● Given passage
○ ○ ○ ○ ○ ○ ○

Sir Thomas Roe ( 1581 – 6 November 1644) was an English diplomat of the Elizabethan and Jacobean periods. Roe's voyages ranged from Central America to India; as ambassador, he represented England in the Mughal Empire, the Ottoman Empire, and the Holy Roman Empire.  He sat in the House of Commons at various times between 1614 and 1644. Roe was an accomplished scholar and a patron of learning.

Life

Roe was born at Low Leyton near Wanstead in Essex, the son of Sir Robert Rowe of Gloucestershire and Cranford, Middlesex, and his wife Elinor Jermy, daughter of Robert Jermy of Worstead, Norfolk. He matriculated at Magdalen College, Oxford, on 6 July 1593, at the age of twelve. In 1597 he entered Middle Temple and became esquire of the body to Queen Elizabeth I of England. He was knighted by James I on 23 July 1604, and became friendly with Henry, Prince of Wales, and also with Henry's sister Elizabeth, afterwards briefly Queen of Bohemia, with whom he maintained a correspondence and whose cause he championed.

Sir Thomas Roe died in 1644 at the age of about 63. He was buried in the parish church of St. Mary in Woodford, London.

Family
Roe married Eleanor, Lady Beeston, the young widowed daughter of Sir Thomas Cave of Stanford-on-Avon, Northamptonshire in 1614, just weeks before embarking for India. Eleanor did not go to India, but did accompany Roe on the subsequent embassy to Constantinople. The couple were childless and adopted Jane Rupa, an orphaned girl introduced by Queen Elizabeth of Bohemia. When Eleanor died in 1675 she was buried alongside him in the parish church of St. Mary, Woodford.

Career

Amazon explorer

In 1610, Roe was sent by Prince Henry on a mission to the West Indies, during which he visited Guiana and the Amazon River. He tried to reach the Lake Parime location of the fabled El Dorado, that was represented in the map of Thomas Harriot in 1596. However, he failed then, and in two subsequent expeditions, to discover the gold he was seeking.

Ambassador to the Mughal Empire

In 1614, Roe was elected Member of Parliament for Tamworth.

○ ○ ○ ○ ○ ○ ○

● Data provided
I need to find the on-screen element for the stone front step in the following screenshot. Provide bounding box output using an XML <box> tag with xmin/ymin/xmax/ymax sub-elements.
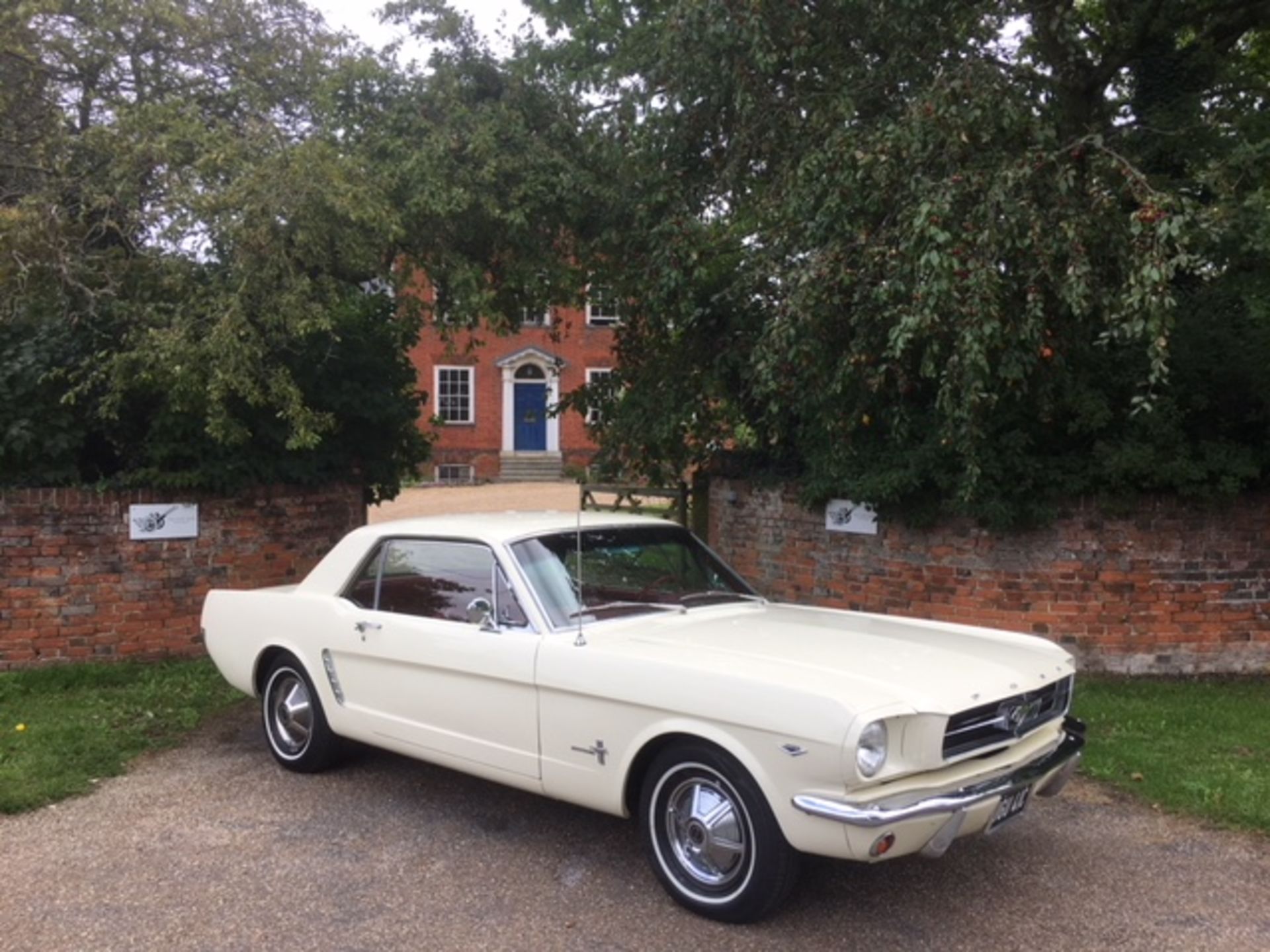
<box><xmin>498</xmin><ymin>453</ymin><xmax>564</xmax><ymax>483</ymax></box>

○ ○ ○ ○ ○ ○ ○

● Goals
• a. In the passage on Sir Thomas Roe, at what age did he matriculate at Magdalen College, Oxford?
• b. Carry the passage on Sir Thomas Roe forward, picking up right after its final sentence.

● Responses by task
• a. He was twelve.

• b.
The East India Company persuaded King James to send Roe as a royal envoy to the Agra court of the Great Mughal Emperor, Jahangir. Roe resided at Agra for three years, until 1619.  At the Mughal court, Roe allegedly became a favourite of Jahangir and may have been his drinking partner; certainly he arrived with gifts of "many crates of red wine" and explained to him "What beere was? How made?"

The immediate result of the mission was to obtain permission and protection for an East India Company factory at Surat. While no major trading privileges were conceded by Jahingir, "Roe's mission was the beginning of a Mughal-Company relationship that would develop into something approaching a partnership and see the EIC gradually drawn into the Mughal nexus".

While Roe's detailed journals are a valuable source of information on Jahangir's reign, the Emperor did not return the favour, with no mention of Roe in his own voluminous diaries.

Ambassador to the Ottoman Empire
In 1621, Roe was elected MP for Cirencester.

Roe received diplomatic credentials to the Ottoman Empire on 6 September, arriving at Constantinople in December.  In this role, he obtained an extension of the privileges of the English merchants.  He concluded a treaty with Algiers in 1624, by which he secured the liberation of several hundred English captives.  He also gained the support, by an English subsidy, of the Transylvanian Prince Gabriel Bethlen for the European Protestant alliance and the cause of the Palatinate.

Through his friendship with the Ecumenical Patriarch of Constantinople, Cyril Lucaris, the famous Codex Alexandrinus was presented to James I, and Roe himself collected several valuable manuscripts which he subsequently presented to the Bodleian Library. 29 Greek and other manuscripts, including an original copy of the synodal epistles of the council of Basle, he presented in 1628 to the Bodleian Library, after his letters of appointment had been revoked on 26 October 1627. But Roe did not leave the Porte until June 1628.  A collection of 242 coins was given by his widow, at his desire, to the Bodleian Library after his death. He also searched for Greek marbles on behalf of the Duke of Buckingham and the second Earl of Arundel.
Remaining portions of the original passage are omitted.